[Goal] Please extract every line below that contains the string "bowl", copying each one in full.
>> Start
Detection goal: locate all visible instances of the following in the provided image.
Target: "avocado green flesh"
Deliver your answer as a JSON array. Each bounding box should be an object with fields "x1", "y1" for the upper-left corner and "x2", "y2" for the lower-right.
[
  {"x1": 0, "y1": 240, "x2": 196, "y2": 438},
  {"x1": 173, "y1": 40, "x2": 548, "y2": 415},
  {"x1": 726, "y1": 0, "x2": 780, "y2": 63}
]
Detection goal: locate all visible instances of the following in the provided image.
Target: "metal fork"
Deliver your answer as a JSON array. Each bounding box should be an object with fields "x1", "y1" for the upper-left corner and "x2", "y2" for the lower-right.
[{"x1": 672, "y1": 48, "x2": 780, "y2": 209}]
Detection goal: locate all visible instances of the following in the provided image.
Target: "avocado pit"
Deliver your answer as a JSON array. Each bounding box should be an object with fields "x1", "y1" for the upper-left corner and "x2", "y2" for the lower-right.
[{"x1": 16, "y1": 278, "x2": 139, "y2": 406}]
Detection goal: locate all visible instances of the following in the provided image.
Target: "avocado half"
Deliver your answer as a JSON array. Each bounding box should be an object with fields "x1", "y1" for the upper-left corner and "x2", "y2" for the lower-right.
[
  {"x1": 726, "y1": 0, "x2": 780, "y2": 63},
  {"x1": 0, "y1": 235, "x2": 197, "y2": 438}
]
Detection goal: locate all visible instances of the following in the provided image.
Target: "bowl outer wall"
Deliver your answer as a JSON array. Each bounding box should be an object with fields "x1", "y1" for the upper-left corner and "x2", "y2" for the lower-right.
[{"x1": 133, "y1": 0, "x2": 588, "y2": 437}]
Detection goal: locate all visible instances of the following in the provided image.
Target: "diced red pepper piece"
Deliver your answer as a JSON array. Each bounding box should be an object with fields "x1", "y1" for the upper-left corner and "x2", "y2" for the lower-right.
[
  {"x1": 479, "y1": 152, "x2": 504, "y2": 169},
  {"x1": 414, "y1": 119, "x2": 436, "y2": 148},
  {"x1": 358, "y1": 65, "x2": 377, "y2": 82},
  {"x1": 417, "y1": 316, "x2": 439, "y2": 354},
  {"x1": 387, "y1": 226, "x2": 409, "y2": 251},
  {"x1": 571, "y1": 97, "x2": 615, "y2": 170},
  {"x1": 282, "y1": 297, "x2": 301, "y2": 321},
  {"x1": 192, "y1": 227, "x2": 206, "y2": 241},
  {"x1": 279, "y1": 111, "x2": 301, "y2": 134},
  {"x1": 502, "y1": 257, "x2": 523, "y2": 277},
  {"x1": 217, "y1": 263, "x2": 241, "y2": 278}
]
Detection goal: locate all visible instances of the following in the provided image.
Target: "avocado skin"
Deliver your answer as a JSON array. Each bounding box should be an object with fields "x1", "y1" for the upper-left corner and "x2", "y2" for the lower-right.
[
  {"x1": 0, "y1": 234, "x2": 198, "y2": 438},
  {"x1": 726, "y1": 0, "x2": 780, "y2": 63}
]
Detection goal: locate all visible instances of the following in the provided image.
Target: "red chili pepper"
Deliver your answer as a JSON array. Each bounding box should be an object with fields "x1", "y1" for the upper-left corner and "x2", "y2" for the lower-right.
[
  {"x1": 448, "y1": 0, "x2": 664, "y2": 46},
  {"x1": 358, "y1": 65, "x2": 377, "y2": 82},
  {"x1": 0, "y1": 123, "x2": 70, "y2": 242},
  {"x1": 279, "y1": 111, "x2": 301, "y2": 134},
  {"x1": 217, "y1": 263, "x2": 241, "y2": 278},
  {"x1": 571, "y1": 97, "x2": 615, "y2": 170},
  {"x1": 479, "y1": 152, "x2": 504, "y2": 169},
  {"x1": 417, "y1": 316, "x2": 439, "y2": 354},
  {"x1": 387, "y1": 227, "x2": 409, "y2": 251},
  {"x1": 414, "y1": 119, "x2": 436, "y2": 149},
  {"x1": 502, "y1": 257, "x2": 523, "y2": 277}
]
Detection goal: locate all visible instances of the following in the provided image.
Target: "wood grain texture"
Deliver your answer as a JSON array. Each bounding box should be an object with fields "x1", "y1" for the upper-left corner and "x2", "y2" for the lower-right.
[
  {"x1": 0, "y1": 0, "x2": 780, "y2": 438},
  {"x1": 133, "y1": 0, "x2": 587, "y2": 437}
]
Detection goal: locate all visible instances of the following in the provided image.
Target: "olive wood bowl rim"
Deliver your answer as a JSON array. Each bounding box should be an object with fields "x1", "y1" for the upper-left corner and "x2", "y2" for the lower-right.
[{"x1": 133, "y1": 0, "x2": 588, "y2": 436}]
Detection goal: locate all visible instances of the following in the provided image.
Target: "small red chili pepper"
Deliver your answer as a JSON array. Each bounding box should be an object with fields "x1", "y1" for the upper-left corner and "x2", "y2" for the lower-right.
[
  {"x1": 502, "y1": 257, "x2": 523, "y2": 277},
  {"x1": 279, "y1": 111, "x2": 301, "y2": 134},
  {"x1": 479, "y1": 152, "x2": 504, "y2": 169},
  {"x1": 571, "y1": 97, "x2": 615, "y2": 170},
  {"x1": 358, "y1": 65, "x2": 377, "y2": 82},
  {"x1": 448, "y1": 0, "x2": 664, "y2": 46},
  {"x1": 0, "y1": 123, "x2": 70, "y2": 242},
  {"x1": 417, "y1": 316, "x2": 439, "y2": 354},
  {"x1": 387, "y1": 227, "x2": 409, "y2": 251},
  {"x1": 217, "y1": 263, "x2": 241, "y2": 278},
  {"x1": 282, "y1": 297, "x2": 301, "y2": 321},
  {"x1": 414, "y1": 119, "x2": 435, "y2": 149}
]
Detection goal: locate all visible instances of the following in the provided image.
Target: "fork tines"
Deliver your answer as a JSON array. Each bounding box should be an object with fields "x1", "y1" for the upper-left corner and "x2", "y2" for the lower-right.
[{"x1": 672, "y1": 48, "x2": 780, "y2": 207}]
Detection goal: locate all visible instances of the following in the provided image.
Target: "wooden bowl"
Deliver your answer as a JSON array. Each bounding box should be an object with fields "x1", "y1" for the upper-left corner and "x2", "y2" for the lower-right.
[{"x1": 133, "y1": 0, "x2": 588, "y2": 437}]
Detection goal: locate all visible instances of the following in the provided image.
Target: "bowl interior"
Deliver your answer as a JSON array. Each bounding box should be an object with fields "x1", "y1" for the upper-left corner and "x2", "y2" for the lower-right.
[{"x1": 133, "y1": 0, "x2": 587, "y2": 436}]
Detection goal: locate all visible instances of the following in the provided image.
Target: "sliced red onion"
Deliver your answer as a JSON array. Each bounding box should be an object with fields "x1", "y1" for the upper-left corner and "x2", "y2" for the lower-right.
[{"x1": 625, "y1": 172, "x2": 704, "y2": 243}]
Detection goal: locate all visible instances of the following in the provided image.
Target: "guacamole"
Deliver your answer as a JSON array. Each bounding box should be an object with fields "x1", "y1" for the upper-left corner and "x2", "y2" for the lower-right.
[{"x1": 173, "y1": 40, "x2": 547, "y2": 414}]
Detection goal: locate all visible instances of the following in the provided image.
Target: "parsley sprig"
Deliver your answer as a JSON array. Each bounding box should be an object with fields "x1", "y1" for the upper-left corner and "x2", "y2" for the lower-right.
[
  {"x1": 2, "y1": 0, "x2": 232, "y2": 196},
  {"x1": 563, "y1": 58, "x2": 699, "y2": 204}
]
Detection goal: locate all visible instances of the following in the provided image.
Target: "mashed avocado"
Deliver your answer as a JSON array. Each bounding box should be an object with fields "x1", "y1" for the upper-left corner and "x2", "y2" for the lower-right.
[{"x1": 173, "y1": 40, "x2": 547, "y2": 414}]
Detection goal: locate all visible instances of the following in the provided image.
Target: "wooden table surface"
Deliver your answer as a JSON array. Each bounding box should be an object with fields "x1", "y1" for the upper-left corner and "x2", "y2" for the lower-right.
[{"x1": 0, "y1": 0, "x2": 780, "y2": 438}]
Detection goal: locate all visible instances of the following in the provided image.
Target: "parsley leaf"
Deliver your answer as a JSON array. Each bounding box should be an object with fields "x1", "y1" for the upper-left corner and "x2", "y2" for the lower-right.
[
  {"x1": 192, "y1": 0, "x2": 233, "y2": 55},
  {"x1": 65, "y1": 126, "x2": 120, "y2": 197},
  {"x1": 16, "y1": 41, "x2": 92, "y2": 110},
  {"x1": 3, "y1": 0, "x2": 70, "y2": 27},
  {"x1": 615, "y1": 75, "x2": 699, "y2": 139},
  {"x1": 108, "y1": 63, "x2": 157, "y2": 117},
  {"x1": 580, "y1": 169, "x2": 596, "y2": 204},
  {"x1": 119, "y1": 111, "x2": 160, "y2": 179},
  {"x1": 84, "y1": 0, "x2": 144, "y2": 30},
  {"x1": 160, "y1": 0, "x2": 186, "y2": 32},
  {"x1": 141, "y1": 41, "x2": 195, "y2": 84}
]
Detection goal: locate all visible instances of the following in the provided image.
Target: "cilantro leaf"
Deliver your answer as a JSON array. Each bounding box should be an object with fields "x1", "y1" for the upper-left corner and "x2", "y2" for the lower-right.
>> End
[Full solution]
Target: "bowl outer wall"
Target: "olive wood bowl rim"
Target: "wooden bowl"
Target: "bowl interior"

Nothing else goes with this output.